*Challenge*: Please count how many lines in the entries below contain the string "masks", treating uppercase and lowercase as different, and reply with that number alone.

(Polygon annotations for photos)

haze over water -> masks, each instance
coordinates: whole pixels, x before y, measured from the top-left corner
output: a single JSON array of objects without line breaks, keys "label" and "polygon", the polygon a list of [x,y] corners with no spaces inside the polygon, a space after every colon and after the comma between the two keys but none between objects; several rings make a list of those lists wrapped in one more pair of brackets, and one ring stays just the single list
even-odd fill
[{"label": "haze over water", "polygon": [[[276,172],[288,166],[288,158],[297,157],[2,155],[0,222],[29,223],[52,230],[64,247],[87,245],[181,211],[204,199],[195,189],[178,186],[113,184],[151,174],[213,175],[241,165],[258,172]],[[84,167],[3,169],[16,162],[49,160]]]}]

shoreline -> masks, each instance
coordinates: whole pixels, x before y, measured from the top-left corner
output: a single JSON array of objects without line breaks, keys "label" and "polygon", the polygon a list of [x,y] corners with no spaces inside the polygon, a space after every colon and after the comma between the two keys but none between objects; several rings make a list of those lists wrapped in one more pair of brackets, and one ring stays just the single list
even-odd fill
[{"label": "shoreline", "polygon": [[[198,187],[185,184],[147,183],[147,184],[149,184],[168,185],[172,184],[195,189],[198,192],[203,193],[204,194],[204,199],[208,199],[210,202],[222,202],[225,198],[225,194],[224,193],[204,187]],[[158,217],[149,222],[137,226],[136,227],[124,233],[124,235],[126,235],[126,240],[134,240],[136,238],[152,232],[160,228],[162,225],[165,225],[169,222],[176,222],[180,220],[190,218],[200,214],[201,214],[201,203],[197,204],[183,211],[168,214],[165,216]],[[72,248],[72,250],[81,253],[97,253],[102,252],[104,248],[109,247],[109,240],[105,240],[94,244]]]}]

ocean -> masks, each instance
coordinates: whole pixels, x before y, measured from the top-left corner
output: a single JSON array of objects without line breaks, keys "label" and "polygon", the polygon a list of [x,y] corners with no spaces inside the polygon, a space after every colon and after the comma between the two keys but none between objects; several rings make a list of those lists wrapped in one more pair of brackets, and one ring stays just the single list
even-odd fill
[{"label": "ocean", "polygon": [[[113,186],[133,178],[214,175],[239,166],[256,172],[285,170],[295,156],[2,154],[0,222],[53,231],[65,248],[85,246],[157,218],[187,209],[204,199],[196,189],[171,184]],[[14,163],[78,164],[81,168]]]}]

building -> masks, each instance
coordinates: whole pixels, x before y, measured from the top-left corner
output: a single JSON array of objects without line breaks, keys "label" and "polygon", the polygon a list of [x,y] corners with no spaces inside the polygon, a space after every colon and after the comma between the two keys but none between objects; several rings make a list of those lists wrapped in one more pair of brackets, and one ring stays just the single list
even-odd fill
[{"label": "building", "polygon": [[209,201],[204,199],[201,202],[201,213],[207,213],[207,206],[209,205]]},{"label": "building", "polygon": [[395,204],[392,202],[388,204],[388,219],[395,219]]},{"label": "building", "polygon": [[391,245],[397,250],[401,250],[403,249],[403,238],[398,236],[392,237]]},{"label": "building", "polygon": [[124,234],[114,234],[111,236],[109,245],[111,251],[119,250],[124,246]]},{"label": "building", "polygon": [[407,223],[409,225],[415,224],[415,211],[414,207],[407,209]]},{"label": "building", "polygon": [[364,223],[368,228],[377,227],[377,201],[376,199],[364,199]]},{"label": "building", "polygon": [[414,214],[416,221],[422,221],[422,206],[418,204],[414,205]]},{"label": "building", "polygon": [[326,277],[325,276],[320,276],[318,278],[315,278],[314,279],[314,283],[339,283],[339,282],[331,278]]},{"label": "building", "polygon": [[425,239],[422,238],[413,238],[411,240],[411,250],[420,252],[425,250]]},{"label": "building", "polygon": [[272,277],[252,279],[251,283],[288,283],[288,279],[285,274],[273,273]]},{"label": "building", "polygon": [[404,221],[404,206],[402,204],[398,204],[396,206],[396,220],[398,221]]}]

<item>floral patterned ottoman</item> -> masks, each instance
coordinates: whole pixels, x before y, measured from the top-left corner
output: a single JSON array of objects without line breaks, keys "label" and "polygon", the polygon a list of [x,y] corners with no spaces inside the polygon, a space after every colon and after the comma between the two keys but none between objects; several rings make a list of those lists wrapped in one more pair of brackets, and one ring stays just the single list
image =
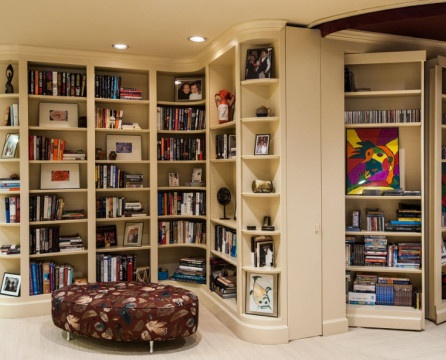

*Solved exercise*: 5